**Text section:**
============
Texas: Senate Bill 329. It’s hard to predict what’s going to happen with SB329, which is a clean bill with a genuine contact preference form. The bill appears to have stalled because of opposition from perennial opposer Senator Donna Campbell, an adoptive mom who has has become a staunch advocate for the tiny cadre of birth parents who insist on anonymity. Though SB329 was reported out favorably from committee, the bill’s sponsor is said to be seeking additional sponsors before putting it back on the senate calendar for vote. A companion bill in the House is HB547.
Florida: HB257. This was a clean bill with not much else except access to the OBC upon reaching the age of 18. It did not receive a hearing in committee and is now considered dead.
Iowa: HF 119. Another clean bill with a genuine contact preference form. Unfortunately, it suffered the same fate as others: no committee hearing, thus no mas. I’m sure we’ll see this one again.
============
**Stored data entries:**
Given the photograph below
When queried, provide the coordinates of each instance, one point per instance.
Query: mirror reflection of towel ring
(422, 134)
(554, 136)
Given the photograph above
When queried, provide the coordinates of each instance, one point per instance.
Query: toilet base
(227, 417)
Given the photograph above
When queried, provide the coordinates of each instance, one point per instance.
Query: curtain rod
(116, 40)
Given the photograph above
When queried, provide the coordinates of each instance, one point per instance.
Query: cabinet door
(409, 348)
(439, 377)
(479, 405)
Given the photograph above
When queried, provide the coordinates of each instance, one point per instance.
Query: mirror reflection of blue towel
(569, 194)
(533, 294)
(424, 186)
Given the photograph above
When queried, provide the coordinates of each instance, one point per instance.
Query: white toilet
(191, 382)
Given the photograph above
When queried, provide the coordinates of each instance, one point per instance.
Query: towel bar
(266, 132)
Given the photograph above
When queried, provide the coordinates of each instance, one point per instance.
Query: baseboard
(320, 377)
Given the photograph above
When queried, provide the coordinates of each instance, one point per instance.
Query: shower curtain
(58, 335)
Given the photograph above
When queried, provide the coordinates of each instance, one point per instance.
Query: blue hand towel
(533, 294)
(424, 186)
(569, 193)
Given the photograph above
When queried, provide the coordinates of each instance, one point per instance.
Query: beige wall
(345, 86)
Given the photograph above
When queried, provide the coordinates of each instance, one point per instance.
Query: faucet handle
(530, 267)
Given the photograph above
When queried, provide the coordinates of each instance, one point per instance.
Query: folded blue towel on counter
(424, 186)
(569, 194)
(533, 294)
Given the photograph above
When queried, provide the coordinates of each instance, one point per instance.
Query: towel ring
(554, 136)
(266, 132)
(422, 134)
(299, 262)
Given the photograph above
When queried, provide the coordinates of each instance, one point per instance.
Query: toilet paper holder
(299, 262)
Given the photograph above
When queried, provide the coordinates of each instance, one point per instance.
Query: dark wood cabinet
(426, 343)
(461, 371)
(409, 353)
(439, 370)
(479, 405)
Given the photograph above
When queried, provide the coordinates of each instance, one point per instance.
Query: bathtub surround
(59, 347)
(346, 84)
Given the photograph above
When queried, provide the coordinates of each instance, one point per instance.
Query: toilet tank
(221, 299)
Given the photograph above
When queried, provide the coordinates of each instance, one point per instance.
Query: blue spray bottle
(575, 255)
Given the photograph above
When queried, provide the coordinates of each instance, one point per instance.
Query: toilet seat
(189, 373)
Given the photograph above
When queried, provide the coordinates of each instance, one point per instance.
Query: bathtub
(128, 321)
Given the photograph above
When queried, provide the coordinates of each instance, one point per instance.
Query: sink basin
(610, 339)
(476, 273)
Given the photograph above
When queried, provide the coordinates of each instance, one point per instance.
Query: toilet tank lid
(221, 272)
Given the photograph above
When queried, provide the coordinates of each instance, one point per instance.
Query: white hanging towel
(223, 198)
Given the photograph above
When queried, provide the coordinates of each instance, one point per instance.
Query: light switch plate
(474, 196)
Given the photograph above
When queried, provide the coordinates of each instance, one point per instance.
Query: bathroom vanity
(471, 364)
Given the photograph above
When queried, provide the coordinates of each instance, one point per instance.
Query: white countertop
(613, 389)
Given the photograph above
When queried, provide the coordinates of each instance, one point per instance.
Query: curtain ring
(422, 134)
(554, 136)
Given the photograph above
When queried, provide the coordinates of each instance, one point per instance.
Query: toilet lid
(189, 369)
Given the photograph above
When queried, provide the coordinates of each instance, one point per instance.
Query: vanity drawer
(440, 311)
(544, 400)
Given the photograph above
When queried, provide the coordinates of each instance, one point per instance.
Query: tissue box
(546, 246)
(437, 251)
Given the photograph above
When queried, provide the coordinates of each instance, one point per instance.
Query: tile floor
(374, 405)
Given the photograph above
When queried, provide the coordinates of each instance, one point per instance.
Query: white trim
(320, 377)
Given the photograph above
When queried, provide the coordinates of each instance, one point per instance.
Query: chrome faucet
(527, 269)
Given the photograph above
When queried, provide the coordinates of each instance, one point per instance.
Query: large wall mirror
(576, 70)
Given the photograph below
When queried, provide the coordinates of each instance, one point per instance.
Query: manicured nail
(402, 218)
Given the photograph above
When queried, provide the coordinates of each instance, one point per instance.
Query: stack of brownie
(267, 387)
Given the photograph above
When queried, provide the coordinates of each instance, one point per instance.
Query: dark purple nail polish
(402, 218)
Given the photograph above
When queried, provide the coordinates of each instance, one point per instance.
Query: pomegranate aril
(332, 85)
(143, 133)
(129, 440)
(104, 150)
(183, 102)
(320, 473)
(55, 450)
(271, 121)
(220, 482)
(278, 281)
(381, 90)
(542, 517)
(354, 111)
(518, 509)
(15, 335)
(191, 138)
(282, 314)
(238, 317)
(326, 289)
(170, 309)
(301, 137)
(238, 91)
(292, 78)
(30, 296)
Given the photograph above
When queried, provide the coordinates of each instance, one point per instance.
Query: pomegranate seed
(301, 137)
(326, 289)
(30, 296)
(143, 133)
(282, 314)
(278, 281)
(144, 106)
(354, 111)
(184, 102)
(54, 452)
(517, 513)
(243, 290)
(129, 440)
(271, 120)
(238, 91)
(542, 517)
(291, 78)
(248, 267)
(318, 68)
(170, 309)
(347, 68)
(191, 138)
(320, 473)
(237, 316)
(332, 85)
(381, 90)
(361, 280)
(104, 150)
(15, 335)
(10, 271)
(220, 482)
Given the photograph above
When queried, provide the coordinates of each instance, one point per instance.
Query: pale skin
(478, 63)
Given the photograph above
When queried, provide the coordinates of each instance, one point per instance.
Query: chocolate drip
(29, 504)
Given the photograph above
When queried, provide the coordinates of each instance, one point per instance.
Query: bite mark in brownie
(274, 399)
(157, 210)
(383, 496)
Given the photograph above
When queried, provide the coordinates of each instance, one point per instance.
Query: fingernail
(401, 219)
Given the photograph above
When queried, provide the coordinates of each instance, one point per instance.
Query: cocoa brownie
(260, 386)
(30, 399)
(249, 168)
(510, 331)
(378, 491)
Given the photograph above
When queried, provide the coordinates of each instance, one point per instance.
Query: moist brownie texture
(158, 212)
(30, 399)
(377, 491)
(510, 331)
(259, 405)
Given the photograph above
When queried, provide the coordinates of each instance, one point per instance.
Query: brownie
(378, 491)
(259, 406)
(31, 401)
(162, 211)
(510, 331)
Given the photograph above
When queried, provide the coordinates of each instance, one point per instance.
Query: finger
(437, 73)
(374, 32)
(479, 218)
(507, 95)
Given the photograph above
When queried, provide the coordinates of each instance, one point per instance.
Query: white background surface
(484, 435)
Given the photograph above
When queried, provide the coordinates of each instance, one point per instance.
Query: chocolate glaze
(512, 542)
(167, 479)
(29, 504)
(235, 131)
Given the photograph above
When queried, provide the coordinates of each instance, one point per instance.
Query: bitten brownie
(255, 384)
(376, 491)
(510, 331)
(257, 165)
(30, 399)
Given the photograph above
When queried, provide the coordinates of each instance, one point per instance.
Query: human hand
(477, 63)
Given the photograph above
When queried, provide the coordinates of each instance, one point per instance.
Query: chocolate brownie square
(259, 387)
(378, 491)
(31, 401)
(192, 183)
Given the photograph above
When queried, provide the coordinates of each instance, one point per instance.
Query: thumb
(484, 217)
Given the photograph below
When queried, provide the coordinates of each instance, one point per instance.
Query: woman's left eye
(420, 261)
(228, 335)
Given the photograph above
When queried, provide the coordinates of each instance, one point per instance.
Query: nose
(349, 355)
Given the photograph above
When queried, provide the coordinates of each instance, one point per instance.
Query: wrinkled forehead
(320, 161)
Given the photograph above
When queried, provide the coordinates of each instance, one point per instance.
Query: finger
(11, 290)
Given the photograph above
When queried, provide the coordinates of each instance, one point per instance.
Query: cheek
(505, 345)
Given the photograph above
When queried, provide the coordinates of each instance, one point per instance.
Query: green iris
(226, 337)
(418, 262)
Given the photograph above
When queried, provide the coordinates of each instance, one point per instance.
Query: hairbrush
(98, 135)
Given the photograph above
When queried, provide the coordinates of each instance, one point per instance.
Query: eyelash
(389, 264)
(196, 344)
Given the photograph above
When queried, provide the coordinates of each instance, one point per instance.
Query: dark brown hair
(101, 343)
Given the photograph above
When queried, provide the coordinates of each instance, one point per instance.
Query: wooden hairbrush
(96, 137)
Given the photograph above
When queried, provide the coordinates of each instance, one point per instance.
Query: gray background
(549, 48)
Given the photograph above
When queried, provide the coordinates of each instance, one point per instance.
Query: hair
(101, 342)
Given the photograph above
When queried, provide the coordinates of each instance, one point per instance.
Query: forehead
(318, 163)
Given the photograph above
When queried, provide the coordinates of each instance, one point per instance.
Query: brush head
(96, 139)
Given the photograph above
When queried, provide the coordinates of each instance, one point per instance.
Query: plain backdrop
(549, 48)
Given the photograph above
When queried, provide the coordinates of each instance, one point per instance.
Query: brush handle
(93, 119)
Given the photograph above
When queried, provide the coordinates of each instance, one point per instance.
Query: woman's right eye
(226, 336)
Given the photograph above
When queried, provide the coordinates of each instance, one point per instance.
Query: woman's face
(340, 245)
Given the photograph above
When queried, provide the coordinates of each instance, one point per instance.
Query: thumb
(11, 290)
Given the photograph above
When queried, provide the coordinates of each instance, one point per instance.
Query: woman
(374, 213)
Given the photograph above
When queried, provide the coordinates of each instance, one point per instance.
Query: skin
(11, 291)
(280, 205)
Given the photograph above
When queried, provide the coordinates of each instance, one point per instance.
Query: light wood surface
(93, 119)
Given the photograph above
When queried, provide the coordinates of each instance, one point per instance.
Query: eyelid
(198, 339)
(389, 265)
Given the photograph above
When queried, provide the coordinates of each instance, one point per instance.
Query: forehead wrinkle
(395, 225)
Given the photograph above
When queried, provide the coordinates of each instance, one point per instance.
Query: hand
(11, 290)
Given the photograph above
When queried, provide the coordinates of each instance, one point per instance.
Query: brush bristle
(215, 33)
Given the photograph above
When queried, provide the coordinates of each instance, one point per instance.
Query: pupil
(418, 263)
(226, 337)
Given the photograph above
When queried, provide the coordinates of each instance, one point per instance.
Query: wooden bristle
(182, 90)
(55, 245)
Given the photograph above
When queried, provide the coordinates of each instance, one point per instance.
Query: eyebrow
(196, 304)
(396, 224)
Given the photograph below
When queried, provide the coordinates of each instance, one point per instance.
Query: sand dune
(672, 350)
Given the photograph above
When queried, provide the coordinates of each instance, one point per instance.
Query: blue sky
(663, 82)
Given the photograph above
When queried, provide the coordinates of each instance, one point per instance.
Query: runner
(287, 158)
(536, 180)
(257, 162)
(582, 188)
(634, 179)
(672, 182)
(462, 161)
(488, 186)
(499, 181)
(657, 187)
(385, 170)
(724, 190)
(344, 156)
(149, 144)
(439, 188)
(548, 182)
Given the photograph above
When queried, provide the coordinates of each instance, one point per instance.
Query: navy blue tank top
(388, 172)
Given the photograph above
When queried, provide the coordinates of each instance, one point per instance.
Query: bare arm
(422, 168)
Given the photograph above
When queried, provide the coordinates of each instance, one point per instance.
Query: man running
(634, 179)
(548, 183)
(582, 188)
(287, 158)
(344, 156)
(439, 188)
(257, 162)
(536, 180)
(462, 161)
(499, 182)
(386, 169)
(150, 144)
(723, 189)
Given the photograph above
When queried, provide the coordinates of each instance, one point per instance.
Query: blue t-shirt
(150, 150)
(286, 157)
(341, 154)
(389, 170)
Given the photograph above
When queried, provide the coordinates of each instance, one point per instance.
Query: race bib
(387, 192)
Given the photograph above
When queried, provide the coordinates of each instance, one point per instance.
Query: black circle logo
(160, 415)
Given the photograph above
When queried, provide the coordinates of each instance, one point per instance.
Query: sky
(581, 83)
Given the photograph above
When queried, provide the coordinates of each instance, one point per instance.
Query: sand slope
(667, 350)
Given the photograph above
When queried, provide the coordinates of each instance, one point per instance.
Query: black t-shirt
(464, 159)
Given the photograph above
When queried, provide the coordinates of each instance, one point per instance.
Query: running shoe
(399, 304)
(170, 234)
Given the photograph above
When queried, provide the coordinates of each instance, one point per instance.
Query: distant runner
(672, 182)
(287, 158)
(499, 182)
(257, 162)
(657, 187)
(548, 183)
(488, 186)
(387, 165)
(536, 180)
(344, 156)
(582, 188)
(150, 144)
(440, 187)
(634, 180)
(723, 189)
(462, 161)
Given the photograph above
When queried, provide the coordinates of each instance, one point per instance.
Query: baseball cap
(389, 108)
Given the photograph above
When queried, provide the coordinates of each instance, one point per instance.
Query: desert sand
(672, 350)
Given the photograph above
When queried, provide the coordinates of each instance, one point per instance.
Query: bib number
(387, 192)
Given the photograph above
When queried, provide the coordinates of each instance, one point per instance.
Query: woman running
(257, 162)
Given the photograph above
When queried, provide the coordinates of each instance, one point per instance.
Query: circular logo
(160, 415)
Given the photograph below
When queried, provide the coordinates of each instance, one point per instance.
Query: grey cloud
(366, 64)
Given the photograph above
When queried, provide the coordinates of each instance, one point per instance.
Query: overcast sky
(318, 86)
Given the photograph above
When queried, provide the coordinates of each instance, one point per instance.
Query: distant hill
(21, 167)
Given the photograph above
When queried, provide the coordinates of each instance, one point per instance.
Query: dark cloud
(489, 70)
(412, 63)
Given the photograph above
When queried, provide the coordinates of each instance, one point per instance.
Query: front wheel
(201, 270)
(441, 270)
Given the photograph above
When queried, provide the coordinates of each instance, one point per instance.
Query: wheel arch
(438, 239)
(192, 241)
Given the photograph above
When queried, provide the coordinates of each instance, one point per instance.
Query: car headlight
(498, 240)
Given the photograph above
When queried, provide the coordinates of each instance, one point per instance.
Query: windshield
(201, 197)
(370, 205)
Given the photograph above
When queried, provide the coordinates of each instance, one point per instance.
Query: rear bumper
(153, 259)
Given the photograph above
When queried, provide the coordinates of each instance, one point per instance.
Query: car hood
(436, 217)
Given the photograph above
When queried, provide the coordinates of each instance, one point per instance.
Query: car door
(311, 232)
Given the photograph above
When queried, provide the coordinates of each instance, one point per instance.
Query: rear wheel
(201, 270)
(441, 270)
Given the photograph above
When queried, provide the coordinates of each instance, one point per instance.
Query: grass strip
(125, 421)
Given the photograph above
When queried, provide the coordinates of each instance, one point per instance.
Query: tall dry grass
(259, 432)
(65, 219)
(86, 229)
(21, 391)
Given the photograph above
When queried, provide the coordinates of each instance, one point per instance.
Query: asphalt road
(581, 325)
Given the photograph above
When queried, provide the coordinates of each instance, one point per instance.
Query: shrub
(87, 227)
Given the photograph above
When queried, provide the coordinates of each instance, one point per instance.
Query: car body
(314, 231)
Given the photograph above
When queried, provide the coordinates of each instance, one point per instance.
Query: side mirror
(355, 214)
============
**Task description:** Rewrite the passage on state adoption bills starting with "Iowa: HF 119." and going on through "this one again.", using "straightforward bill" wherever "clean bill" appears.

**Exercise response:**
Iowa: HF 119. Another straightforward bill with a genuine contact preference form. Unfortunately, it suffered the same fate as others: no committee hearing, thus no mas. I’m sure we’ll see this one again.